WORK REQUEST: Scan the listing below for "query", then report every line that has it.

☆ ☆ ☆ ☆

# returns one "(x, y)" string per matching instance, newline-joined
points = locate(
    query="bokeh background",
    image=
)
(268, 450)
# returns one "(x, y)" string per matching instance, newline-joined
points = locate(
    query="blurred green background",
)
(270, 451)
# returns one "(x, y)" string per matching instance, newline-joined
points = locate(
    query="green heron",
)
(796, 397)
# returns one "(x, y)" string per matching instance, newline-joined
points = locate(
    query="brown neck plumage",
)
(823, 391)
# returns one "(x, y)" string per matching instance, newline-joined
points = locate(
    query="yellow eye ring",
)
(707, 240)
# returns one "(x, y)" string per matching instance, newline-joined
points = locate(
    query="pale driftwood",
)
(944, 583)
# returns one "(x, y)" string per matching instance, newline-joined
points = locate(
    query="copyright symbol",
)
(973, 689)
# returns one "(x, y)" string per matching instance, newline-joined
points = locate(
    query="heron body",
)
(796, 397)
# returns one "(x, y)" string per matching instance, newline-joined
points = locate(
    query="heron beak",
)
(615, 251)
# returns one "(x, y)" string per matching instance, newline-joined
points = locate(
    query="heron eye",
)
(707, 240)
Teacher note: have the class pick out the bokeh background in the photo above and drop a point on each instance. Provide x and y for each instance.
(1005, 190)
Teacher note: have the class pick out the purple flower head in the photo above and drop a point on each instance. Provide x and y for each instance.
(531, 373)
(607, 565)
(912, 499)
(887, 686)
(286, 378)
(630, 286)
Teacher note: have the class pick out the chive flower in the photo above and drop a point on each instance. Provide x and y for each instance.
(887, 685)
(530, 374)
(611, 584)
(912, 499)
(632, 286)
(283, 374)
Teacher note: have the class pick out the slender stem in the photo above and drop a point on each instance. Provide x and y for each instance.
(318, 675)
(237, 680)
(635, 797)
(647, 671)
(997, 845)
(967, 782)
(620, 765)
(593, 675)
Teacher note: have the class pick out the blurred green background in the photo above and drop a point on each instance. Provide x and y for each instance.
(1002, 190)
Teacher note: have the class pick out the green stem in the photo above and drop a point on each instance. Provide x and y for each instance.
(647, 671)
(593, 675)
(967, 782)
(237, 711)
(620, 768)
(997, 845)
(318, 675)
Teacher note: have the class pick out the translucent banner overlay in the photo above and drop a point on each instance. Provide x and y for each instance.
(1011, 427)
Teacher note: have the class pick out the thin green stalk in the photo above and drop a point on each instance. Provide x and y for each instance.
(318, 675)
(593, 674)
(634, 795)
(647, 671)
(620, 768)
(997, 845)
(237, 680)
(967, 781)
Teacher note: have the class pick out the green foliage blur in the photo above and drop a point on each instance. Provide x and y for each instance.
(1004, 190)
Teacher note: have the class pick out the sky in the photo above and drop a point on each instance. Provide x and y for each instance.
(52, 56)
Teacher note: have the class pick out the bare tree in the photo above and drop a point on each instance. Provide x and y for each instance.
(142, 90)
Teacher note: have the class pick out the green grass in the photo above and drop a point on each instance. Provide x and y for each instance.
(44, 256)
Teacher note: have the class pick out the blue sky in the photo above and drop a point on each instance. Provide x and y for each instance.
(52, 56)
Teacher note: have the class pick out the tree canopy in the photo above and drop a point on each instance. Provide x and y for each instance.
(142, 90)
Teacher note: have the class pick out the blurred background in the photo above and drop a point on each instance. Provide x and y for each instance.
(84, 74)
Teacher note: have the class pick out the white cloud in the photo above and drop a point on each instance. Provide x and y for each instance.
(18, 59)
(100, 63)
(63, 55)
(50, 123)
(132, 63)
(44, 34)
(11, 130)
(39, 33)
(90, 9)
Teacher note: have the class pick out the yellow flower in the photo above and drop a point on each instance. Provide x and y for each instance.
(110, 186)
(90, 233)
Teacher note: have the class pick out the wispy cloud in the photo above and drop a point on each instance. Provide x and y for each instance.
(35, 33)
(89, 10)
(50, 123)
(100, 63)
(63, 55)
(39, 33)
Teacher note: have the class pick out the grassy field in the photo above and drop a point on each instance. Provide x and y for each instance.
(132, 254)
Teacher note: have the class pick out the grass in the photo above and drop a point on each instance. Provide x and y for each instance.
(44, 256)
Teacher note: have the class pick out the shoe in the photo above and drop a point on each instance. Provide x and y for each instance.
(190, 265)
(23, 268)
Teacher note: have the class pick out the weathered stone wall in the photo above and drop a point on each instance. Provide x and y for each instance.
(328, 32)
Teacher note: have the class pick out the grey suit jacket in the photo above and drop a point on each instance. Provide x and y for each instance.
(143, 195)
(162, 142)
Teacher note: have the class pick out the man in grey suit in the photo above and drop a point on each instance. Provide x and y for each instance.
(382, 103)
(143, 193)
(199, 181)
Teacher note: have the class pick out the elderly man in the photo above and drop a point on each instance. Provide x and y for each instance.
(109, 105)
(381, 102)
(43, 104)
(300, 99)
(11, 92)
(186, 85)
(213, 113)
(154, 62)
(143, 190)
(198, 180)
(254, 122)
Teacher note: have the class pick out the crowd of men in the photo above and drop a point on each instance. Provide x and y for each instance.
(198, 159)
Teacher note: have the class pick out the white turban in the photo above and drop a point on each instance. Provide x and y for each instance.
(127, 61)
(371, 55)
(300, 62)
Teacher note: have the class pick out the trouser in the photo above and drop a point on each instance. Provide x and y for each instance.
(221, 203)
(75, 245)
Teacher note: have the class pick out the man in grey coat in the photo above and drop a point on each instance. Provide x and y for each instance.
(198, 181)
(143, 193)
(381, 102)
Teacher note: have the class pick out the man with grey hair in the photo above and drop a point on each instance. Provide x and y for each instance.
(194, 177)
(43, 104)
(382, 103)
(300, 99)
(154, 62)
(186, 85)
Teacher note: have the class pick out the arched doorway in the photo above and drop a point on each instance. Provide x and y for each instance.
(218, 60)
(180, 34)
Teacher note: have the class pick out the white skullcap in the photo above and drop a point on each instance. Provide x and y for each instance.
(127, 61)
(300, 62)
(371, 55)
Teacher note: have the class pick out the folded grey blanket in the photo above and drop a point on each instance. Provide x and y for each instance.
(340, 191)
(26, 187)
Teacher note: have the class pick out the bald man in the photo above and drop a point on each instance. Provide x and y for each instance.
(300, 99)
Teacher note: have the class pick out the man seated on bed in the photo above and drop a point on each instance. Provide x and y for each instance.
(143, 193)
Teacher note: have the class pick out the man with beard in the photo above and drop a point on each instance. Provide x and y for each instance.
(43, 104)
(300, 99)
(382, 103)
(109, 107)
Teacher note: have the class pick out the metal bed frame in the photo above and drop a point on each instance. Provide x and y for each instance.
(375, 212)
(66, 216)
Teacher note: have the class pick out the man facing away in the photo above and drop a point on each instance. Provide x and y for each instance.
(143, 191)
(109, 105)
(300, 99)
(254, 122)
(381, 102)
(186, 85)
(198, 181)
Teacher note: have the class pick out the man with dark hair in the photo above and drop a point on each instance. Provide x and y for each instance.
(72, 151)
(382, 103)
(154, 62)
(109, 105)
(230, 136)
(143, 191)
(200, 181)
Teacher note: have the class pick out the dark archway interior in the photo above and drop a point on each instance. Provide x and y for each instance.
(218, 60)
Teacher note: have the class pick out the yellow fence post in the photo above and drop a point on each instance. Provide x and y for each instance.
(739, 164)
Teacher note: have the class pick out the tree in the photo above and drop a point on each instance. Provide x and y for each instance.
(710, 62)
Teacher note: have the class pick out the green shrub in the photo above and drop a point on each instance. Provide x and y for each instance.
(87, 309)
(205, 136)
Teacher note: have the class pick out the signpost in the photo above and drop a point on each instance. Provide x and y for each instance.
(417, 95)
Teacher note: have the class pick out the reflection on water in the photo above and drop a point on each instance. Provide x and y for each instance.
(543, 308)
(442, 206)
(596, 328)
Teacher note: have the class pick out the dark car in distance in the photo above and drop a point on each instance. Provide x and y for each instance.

☆ ☆ ☆ ☆

TASK ANSWER:
    query="bokeh background",
    query="blurred green background",
    query="green heron",
    query="brown neck plumage",
    query="yellow eye ring",
    query="pale driftwood",
    query="copyright symbol",
    query="heron body",
    query="heron beak",
    query="heron eye",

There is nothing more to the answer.